■ Problem to solve
Where a record contains a picture, omit it; otherwise reproduce the listing exactly.

- Opening Delimiter -

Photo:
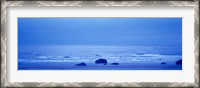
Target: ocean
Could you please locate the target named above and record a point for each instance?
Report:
(65, 57)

- Closing Delimiter -

■ Expected output
Photo:
Target: ocean
Could you please locate the target named above and record a point for each instance?
Report:
(65, 57)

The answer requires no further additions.